» **Your task**: Pick out each line of the material that contains the word "scalloped", and copy those lines in the order they appear.

» **Stored records**:
# # # #
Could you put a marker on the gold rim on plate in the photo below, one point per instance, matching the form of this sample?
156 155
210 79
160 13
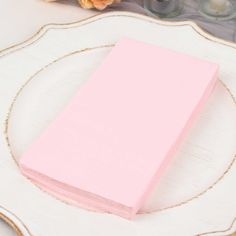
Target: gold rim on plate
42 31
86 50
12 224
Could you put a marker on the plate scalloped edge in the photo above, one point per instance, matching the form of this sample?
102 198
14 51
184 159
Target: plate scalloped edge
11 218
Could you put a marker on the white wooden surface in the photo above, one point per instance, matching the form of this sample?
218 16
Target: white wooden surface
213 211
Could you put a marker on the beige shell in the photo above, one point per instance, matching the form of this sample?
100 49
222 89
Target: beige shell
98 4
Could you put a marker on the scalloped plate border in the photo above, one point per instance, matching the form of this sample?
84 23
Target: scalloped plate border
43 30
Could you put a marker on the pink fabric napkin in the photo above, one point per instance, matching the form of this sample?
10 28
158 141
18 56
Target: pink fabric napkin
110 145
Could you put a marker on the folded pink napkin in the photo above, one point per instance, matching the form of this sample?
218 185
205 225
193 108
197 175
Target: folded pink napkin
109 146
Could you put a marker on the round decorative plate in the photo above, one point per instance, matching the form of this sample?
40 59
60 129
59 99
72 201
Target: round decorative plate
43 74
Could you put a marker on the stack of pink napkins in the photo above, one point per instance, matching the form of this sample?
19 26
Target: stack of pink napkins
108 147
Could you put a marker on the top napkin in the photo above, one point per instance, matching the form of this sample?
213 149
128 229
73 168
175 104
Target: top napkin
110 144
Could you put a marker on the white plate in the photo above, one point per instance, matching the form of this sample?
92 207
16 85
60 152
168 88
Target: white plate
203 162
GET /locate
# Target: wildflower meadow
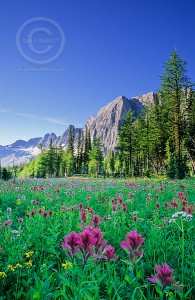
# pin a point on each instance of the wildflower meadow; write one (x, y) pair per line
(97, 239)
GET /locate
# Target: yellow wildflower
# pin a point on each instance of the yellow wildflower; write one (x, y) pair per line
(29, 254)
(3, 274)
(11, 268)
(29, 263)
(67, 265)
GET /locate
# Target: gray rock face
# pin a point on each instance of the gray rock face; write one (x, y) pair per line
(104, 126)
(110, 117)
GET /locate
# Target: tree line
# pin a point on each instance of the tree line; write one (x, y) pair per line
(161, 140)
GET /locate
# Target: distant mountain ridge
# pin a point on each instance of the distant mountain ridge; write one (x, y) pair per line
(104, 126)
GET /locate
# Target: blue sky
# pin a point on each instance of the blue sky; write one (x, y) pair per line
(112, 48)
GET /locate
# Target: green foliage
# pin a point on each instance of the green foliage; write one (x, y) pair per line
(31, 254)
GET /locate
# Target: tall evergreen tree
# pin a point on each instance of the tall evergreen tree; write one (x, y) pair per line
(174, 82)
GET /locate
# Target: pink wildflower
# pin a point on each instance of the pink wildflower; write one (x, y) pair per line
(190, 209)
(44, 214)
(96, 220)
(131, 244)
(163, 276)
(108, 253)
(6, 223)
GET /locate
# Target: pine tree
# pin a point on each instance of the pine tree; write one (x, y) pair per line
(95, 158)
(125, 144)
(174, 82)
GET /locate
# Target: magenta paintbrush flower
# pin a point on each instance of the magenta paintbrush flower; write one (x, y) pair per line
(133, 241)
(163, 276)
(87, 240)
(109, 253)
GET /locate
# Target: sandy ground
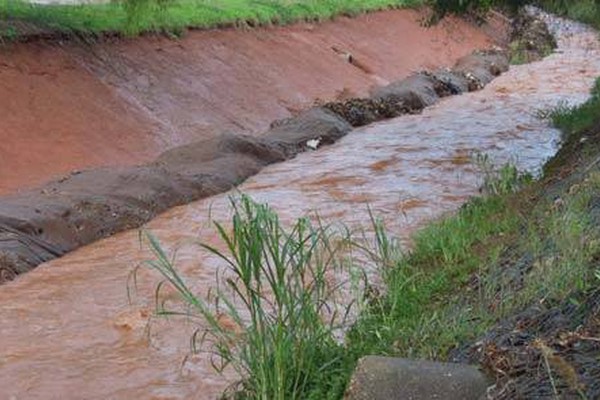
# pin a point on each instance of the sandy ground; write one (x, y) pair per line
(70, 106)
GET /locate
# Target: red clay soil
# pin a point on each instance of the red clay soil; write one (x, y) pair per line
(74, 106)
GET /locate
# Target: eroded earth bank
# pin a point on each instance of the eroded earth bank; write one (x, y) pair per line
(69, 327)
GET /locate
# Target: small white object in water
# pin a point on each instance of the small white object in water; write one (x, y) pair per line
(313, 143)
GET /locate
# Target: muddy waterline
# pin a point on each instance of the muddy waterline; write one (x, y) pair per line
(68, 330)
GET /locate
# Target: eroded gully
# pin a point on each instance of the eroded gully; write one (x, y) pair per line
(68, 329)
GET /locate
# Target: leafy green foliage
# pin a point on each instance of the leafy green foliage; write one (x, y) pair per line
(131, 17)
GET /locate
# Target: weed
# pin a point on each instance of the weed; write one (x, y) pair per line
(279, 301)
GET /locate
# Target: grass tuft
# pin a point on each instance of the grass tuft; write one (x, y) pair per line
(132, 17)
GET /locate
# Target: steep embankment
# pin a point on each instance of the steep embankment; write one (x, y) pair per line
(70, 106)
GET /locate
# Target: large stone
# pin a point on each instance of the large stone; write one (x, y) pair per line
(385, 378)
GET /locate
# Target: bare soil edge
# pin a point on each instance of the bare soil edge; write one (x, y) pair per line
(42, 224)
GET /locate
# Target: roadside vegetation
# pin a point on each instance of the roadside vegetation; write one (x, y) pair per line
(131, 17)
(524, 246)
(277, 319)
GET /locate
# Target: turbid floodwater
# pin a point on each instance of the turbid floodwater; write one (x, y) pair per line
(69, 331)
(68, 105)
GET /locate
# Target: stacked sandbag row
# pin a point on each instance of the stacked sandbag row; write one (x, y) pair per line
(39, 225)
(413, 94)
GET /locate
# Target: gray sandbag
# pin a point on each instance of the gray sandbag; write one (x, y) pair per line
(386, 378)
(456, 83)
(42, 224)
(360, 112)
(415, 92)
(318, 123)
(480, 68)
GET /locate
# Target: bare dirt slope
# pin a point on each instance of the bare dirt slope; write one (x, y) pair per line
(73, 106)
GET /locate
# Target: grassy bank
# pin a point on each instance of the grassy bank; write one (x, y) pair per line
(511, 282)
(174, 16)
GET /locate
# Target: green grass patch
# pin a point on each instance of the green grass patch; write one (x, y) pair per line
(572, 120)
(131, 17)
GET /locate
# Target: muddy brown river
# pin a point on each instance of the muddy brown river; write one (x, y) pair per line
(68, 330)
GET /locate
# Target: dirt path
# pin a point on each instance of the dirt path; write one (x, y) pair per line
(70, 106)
# # # #
» **Output of the exercise**:
Could you put a marker on the plate scalloped edge in the photo above, one point per instance, matching the form of this sample?
Target: plate scalloped edge
Could you put a marker on the scalloped plate border in the photo above, one point per instance, matching the form of this sample?
Target: scalloped plate border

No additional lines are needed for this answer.